Extracted records:
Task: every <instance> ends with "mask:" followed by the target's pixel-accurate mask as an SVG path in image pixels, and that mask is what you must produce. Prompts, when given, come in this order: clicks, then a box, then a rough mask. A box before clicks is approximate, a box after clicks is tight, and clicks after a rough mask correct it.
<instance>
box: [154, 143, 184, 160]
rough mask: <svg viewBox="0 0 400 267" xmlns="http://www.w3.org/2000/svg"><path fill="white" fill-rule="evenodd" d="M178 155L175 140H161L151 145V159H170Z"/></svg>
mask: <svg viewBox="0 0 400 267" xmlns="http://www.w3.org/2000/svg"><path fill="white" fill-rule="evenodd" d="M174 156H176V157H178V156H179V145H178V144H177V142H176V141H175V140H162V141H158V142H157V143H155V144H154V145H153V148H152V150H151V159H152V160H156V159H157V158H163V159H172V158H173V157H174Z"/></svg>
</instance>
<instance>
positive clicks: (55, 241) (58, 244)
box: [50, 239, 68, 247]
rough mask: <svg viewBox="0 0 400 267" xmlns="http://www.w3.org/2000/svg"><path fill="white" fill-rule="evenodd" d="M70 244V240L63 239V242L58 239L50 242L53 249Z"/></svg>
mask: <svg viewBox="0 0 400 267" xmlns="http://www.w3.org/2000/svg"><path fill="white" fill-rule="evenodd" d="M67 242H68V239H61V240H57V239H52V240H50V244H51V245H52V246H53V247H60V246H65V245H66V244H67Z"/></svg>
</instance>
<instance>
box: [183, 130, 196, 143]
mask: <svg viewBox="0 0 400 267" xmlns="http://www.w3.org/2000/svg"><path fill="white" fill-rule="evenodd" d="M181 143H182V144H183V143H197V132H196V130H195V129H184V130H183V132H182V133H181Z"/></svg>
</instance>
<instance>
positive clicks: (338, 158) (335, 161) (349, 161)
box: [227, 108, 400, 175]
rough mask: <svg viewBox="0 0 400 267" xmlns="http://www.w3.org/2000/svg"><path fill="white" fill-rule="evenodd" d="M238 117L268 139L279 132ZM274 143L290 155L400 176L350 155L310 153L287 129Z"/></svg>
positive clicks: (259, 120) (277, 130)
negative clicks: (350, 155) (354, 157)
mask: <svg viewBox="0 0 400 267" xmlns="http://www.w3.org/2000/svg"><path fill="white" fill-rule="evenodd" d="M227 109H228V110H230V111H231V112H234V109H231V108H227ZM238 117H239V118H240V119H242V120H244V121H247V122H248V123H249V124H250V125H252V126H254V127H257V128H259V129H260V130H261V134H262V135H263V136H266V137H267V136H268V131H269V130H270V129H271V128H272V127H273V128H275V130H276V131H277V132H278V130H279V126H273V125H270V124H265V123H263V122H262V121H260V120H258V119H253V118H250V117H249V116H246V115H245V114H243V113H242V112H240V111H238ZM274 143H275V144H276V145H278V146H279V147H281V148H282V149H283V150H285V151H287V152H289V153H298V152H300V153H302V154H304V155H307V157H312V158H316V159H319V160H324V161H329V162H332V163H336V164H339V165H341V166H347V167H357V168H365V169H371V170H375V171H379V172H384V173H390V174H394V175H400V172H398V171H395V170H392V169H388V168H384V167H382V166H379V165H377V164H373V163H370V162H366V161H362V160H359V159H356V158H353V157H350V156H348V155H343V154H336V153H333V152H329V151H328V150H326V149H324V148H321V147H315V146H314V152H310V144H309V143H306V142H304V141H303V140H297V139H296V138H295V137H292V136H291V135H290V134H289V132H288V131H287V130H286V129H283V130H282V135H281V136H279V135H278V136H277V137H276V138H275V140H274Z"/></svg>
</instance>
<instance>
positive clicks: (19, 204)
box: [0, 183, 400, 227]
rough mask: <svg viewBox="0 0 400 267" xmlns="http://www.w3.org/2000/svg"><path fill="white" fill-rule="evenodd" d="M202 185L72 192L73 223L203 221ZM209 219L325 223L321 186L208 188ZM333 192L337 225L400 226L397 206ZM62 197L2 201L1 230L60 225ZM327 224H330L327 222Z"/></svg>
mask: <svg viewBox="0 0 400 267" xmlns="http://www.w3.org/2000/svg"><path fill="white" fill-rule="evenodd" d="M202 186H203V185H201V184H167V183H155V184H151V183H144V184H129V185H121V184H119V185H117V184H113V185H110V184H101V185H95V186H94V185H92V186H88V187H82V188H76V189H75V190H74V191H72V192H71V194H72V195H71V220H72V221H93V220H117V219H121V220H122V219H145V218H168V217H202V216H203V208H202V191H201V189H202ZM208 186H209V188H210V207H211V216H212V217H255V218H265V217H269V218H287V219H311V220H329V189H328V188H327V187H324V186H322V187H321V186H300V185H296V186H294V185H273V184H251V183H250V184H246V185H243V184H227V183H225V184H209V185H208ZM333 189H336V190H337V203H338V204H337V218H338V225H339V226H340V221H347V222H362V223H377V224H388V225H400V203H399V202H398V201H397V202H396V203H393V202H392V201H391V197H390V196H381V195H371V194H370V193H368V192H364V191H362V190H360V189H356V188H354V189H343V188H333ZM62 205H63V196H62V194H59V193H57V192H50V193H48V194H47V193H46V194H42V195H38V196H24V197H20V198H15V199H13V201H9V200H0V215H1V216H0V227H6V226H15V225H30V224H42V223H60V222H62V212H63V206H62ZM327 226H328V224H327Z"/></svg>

What the exercise asks:
Output all of the data above verbatim, keeping every line unchanged and in its original order.

Result below:
Task: every <instance> ends with "mask:" followed by the target's pixel-accurate mask as an SVG path in image pixels, and that mask is what you must produce. Prompts, when given, come in this order: clicks, then a box, then a rough mask. A box before clicks is approximate, a box after clicks is tight, and clicks after a rough mask correct it.
<instance>
box: [154, 143, 184, 160]
rough mask: <svg viewBox="0 0 400 267" xmlns="http://www.w3.org/2000/svg"><path fill="white" fill-rule="evenodd" d="M178 155L175 140H161L151 145V159H170Z"/></svg>
mask: <svg viewBox="0 0 400 267" xmlns="http://www.w3.org/2000/svg"><path fill="white" fill-rule="evenodd" d="M174 156H176V157H178V156H179V145H178V144H177V142H176V141H175V140H162V141H158V142H157V143H155V144H154V145H153V148H152V150H151V159H152V160H156V159H157V158H163V159H172V158H173V157H174Z"/></svg>
</instance>
<instance>
positive clicks: (55, 241) (58, 244)
box: [50, 239, 68, 247]
rough mask: <svg viewBox="0 0 400 267" xmlns="http://www.w3.org/2000/svg"><path fill="white" fill-rule="evenodd" d="M70 244V240L63 239V242L58 239L50 242L53 249Z"/></svg>
mask: <svg viewBox="0 0 400 267" xmlns="http://www.w3.org/2000/svg"><path fill="white" fill-rule="evenodd" d="M67 242H68V239H61V240H57V239H52V240H50V244H51V245H52V246H53V247H60V246H65V245H66V244H67Z"/></svg>
</instance>
<instance>
box: [183, 130, 196, 143]
mask: <svg viewBox="0 0 400 267" xmlns="http://www.w3.org/2000/svg"><path fill="white" fill-rule="evenodd" d="M181 143H182V144H183V143H197V132H196V130H195V129H184V130H183V132H182V133H181Z"/></svg>
</instance>
<instance>
positive clicks: (338, 158) (335, 161) (349, 161)
box: [227, 108, 400, 175]
rough mask: <svg viewBox="0 0 400 267" xmlns="http://www.w3.org/2000/svg"><path fill="white" fill-rule="evenodd" d="M238 117L268 139L279 132ZM274 143L290 155L400 176L350 155L310 153L287 129Z"/></svg>
positive clicks: (259, 120) (277, 130)
negative clicks: (350, 155) (354, 157)
mask: <svg viewBox="0 0 400 267" xmlns="http://www.w3.org/2000/svg"><path fill="white" fill-rule="evenodd" d="M227 109H228V110H230V111H231V112H234V109H231V108H227ZM238 117H239V118H240V119H242V120H244V121H247V122H248V123H249V124H250V125H252V126H254V127H257V128H259V129H260V130H261V134H262V135H263V136H266V137H267V136H268V131H269V130H270V129H271V128H272V127H273V128H275V130H276V131H277V132H278V130H279V126H273V125H270V124H265V123H263V122H262V121H260V120H258V119H253V118H250V117H249V116H246V115H245V114H243V113H242V112H240V111H238ZM274 143H275V144H276V145H278V146H279V147H281V148H282V149H283V150H285V151H287V152H289V153H298V152H300V153H302V154H304V155H307V157H312V158H316V159H319V160H324V161H329V162H332V163H336V164H339V165H341V166H347V167H357V168H365V169H371V170H375V171H379V172H384V173H390V174H394V175H400V172H398V171H395V170H392V169H388V168H384V167H382V166H379V165H377V164H373V163H370V162H366V161H362V160H359V159H356V158H353V157H350V156H348V155H343V154H336V153H333V152H329V151H328V150H326V149H324V148H321V147H315V146H314V152H310V144H309V143H306V142H304V141H303V140H297V139H296V138H295V137H292V136H291V135H290V134H289V132H288V131H287V130H286V129H283V130H282V135H281V136H279V135H278V136H277V137H276V138H275V140H274Z"/></svg>
</instance>
<instance>
positive clicks: (19, 204)
box: [0, 183, 400, 227]
rough mask: <svg viewBox="0 0 400 267" xmlns="http://www.w3.org/2000/svg"><path fill="white" fill-rule="evenodd" d="M202 185L72 192L73 223L203 221ZM209 219L325 223L321 186L208 188ZM333 192L337 225L400 226L397 206ZM62 197L2 201L1 230L60 225ZM327 224H330L327 222Z"/></svg>
mask: <svg viewBox="0 0 400 267" xmlns="http://www.w3.org/2000/svg"><path fill="white" fill-rule="evenodd" d="M202 186H203V185H201V184H167V183H155V184H151V183H144V184H129V185H121V184H119V185H117V184H113V185H110V184H101V185H95V186H94V185H92V186H88V187H82V188H76V189H75V190H74V191H72V192H71V194H72V195H71V220H72V221H93V220H117V219H121V220H122V219H145V218H168V217H202V216H203V208H202V191H201V189H202ZM208 186H209V188H210V207H211V216H212V217H255V218H265V217H269V218H287V219H311V220H329V189H328V188H327V187H324V186H322V187H321V186H300V185H296V186H294V185H273V184H251V183H250V184H246V185H243V184H227V183H225V184H209V185H208ZM333 189H336V190H337V203H338V204H337V218H338V225H339V226H340V221H347V222H362V223H377V224H388V225H400V203H399V202H398V201H397V202H396V203H393V202H392V201H391V197H390V196H381V195H371V194H370V193H368V192H364V191H362V190H360V189H356V188H354V189H343V188H333ZM62 205H63V196H62V194H59V193H57V192H50V193H48V194H47V193H46V194H42V195H38V196H24V197H20V198H15V199H13V201H9V200H0V215H1V216H0V227H6V226H15V225H30V224H42V223H60V222H62V212H63V206H62ZM327 226H328V224H327Z"/></svg>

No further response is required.